» **What to do**: Render every line of the records below as a numbered list, leaving out blank lines.

» **Available records**:
++++++++
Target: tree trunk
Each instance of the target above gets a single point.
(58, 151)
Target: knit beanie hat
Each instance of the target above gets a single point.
++++++++
» **Exercise answer**:
1. Target: tree trunk
2. Each instance of the target above gets a single point.
3. (58, 151)
4. Target: knit beanie hat
5. Each instance of the target above gets a single point.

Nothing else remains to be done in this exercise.